▸ **TASKS AND EXERCISES**
1/ Rewrite the book-selections passage from "Kyle Dargan" to "fabric of America.", inclusive, replacing "stalemate" with "tie".
2/ Pick up the book-selections passage where it stops and extend it in the same style.

▸ **SUPPLIED PASSAGE**
-------------------------

Bio: Associate professor; his book, America is Elsewhere, won the Mystery Writers of America's 2014 Edgar award in the Best Critical/Biographical category 

Selection: Absalom, Absalom! by William Faulkner

It's a big, difficult book written in big, difficult sentences, so it's not going to be everyone's bag of tea, but every time I read it I find I get absorbed again in those crazy, beautiful, overwrought sentences, the function of which is to keep the reader breathless, always running a little bit behind, always struggling to figure out what's going on in the book's reconstruction of the past, so that the prose enacts and dramatizes the difficulty of saying the things the book wants to say, because the past that is being reconstructed ultimately leads us to a heart-of-darkness revelation that places the history of race and slavery at the heart of the American experience, where it belongs. It reminds us that even those who have not forgotten the past are doomed to repeat it, too—a notion that is very much at odds with the American belief in reinvention and newness and personal autonomy, and that's a belief that we seem to cling to no matter how often American literature exposes it as myth.

Kyle Dargan

Bio: Associate professor; AU director of creative writing; author of three poetry collections

Selections: Invisible Man by Ralph Ellison and The Assistant by Bernard Malamud

For me, the most honest answer would be that it's a stalemate between Ralph Ellison's Invisible Man and Bernard Malamud's The Assistant. Both are stories from a different time. In Ellison's tale of a nameless narrator whose social "invisibility," rendered by race, makes him a screen for the ideological projections of others, the protagonist must forge not only an identity but a context in which that identity can be recognized. Malamud's story of an Italian stranger seeking refuge and reinvention in a Jewish grocer's store questions the nature of love and what it means to be Jewish, while anticipating our present age when ethnic intermingling is changing the cultural fabric of America.

-------------------------

▸ **STORED DATA**
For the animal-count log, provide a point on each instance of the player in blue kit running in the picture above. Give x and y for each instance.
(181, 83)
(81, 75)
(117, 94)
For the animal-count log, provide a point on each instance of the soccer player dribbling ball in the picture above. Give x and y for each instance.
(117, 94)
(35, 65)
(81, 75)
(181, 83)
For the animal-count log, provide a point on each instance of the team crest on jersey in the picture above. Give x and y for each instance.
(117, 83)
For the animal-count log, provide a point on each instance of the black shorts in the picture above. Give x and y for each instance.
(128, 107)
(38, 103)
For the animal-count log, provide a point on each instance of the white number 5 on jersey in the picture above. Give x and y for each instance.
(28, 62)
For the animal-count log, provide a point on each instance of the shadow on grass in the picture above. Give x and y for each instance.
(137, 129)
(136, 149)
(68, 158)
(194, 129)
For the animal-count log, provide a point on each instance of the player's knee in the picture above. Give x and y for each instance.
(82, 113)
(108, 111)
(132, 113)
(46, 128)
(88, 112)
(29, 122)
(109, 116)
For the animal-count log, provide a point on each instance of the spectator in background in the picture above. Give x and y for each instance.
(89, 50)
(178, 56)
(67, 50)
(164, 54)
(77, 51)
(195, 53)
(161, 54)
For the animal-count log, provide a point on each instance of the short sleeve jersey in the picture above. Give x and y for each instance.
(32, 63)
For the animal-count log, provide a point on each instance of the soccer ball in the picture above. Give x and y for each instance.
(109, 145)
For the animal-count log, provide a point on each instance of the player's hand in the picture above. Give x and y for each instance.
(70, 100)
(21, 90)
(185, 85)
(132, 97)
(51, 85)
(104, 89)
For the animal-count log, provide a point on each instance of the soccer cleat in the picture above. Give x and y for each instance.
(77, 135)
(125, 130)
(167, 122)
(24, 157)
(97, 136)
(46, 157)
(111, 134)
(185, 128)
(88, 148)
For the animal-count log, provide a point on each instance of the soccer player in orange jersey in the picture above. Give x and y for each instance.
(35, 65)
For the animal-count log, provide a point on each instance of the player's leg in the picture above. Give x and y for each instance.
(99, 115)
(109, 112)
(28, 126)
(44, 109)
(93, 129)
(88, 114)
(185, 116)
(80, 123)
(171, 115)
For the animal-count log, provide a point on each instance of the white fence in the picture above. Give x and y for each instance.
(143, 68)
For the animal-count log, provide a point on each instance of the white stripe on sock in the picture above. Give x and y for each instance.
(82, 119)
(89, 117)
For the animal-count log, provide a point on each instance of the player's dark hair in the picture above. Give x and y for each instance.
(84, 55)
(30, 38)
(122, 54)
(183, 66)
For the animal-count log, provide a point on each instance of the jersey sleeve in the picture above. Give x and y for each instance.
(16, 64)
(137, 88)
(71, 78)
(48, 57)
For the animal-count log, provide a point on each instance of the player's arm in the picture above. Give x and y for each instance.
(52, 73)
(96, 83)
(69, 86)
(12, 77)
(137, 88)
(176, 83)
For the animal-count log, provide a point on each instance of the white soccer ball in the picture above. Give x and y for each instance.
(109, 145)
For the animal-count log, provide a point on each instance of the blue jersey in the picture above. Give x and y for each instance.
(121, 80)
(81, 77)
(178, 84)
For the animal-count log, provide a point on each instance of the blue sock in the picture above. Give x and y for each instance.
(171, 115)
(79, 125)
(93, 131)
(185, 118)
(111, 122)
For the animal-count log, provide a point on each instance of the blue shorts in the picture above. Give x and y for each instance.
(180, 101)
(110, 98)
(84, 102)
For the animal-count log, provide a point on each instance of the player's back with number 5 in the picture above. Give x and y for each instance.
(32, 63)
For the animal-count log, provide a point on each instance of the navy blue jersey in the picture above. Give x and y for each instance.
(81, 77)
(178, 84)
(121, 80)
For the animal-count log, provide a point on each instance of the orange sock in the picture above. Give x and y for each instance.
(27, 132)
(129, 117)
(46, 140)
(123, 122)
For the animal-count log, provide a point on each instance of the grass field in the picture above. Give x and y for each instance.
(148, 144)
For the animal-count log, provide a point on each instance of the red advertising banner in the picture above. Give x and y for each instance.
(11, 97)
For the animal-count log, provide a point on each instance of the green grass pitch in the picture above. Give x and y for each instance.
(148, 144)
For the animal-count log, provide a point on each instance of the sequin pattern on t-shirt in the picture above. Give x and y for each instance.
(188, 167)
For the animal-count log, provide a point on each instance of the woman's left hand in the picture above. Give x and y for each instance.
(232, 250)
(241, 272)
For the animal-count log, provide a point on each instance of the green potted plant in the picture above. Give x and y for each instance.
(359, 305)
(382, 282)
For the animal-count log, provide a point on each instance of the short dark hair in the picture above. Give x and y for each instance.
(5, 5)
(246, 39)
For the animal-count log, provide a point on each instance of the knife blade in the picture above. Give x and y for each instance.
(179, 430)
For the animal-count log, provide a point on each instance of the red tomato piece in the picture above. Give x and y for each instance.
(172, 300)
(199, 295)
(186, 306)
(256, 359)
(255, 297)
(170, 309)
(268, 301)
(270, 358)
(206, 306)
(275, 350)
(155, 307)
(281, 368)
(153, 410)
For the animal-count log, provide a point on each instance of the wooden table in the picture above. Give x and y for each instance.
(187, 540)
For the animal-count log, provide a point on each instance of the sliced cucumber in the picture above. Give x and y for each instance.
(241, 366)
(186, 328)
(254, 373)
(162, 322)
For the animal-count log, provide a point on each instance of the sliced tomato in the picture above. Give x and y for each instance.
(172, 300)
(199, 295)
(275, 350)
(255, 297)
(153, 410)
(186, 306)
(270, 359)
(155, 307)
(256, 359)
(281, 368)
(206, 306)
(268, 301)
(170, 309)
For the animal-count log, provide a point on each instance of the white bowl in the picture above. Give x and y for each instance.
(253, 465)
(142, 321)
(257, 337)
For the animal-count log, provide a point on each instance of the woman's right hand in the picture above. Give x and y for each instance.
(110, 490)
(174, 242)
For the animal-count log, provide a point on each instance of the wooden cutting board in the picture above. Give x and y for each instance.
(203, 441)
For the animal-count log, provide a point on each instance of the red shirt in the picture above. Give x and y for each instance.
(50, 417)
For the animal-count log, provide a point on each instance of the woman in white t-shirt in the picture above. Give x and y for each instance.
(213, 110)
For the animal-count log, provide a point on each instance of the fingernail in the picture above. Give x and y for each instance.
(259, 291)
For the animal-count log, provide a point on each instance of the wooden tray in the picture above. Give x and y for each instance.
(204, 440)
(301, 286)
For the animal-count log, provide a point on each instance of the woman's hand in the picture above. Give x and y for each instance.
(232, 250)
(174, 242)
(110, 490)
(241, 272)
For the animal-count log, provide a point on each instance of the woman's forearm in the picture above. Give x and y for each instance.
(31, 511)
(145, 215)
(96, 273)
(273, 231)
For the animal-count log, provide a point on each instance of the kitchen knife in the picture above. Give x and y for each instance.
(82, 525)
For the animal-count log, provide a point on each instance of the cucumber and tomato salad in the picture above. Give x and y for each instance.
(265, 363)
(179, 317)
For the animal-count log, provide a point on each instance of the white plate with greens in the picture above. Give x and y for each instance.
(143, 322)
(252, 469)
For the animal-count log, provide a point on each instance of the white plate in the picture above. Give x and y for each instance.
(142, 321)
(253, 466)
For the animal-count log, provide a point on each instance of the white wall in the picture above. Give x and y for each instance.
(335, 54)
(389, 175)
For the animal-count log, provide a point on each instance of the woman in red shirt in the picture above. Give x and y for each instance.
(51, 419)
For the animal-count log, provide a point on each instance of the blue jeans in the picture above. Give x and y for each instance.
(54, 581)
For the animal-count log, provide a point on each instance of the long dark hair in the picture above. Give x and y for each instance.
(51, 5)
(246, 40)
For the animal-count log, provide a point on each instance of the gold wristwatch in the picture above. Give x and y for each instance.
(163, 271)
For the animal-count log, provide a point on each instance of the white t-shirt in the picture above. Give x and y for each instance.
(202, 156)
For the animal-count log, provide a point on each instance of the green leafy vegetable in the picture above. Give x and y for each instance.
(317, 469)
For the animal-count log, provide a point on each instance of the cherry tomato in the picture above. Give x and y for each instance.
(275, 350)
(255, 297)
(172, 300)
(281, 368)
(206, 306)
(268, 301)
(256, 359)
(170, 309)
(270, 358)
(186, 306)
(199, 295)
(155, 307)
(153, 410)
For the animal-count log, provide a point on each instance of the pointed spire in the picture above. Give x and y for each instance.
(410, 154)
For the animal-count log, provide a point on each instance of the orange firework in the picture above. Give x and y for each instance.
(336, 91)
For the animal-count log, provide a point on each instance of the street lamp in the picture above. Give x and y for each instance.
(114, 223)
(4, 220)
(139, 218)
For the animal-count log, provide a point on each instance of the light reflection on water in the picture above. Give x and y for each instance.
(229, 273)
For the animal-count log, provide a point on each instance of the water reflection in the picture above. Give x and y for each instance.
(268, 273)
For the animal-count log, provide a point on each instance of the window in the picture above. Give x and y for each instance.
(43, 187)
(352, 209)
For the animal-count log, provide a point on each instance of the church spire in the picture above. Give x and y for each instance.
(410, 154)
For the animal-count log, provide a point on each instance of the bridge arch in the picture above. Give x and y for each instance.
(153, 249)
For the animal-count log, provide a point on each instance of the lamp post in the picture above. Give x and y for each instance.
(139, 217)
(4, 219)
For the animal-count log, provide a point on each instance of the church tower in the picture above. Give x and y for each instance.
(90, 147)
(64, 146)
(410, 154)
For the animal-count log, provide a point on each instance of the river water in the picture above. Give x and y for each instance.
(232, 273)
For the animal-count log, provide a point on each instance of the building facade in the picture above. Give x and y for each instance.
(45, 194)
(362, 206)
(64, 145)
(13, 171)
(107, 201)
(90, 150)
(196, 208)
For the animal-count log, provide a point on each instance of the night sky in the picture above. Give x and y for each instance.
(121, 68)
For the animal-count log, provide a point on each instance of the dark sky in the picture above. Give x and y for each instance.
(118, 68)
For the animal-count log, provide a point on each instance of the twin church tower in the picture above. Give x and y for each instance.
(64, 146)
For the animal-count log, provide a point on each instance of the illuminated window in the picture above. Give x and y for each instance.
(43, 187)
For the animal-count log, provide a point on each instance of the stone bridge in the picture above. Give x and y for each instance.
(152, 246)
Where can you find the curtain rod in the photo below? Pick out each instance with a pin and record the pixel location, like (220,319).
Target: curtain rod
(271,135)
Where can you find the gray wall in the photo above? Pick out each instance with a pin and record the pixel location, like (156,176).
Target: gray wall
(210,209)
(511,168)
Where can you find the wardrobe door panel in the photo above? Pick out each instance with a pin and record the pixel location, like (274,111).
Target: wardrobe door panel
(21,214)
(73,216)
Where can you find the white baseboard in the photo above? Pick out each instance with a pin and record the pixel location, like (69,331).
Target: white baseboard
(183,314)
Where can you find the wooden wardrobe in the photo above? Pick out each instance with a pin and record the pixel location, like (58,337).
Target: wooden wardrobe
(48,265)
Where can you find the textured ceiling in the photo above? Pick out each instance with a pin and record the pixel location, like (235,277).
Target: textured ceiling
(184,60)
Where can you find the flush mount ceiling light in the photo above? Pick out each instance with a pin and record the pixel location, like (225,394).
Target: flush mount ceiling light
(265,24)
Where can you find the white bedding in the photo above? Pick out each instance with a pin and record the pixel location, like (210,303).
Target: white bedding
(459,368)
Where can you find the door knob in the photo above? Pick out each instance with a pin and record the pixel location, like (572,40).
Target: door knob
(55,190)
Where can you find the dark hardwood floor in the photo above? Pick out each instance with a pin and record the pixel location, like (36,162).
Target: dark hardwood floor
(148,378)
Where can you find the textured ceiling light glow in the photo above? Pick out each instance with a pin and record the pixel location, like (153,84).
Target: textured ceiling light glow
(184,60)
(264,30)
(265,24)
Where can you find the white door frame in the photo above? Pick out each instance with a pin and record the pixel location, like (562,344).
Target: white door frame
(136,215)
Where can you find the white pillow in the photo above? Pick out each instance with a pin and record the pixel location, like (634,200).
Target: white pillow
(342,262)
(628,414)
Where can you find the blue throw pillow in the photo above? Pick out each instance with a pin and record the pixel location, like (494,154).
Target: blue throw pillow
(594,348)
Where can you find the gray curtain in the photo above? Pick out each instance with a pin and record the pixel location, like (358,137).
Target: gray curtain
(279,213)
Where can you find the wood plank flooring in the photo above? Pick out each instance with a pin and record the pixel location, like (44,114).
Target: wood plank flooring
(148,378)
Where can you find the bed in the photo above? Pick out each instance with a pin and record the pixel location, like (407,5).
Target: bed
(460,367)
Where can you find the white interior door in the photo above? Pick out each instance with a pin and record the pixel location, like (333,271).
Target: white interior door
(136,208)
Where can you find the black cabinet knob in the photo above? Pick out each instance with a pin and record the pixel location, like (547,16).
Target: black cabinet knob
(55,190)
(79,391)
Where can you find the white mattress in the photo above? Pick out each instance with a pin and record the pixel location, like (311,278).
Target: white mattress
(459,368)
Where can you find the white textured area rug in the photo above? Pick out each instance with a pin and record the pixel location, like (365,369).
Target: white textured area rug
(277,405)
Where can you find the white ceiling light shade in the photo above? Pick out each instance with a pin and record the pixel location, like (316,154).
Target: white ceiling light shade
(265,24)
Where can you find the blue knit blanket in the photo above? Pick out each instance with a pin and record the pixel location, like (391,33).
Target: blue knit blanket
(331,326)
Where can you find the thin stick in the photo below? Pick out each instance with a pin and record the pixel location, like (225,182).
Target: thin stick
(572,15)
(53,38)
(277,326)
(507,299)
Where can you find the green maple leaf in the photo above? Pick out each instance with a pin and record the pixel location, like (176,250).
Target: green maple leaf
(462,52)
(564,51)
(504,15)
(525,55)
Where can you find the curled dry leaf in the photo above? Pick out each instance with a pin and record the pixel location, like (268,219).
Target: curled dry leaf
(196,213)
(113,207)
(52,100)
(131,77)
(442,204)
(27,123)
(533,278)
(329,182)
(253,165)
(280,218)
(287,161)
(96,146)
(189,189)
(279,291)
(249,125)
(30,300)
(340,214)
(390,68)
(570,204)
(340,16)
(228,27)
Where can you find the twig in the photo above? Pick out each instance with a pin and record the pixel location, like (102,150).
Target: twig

-------------------------

▸ **RESPONSES BY ITEM NUMBER**
1/
Kyle Dargan

Bio: Associate professor; AU director of creative writing; author of three poetry collections

Selections: Invisible Man by Ralph Ellison and The Assistant by Bernard Malamud

For me, the most honest answer would be that it's a tie between Ralph Ellison's Invisible Man and Bernard Malamud's The Assistant. Both are stories from a different time. In Ellison's tale of a nameless narrator whose social "invisibility," rendered by race, makes him a screen for the ideological projections of others, the protagonist must forge not only an identity but a context in which that identity can be recognized. Malamud's story of an Italian stranger seeking refuge and reinvention in a Jewish grocer's store questions the nature of love and what it means to be Jewish, while anticipating our present age when ethnic intermingling is changing the cultural fabric of America.

2/
Anita Sherman

Bio: Associate professor; author, Skepticism and Memory in Shakespeare and Donne

Selections: The Portrait of a Lady by Henry James; assorted poems and other works

In college, a friend (who's now my husband) gave me The Portrait of a Lady by Henry James, and it was a revelation. It captured for me all the oblique ways that people communicate without words—the way you meet another person's eyes and know what she's thinking (or so you imagine) or the inadvertent gestures you over-interpret in the desire for a meaningful connection.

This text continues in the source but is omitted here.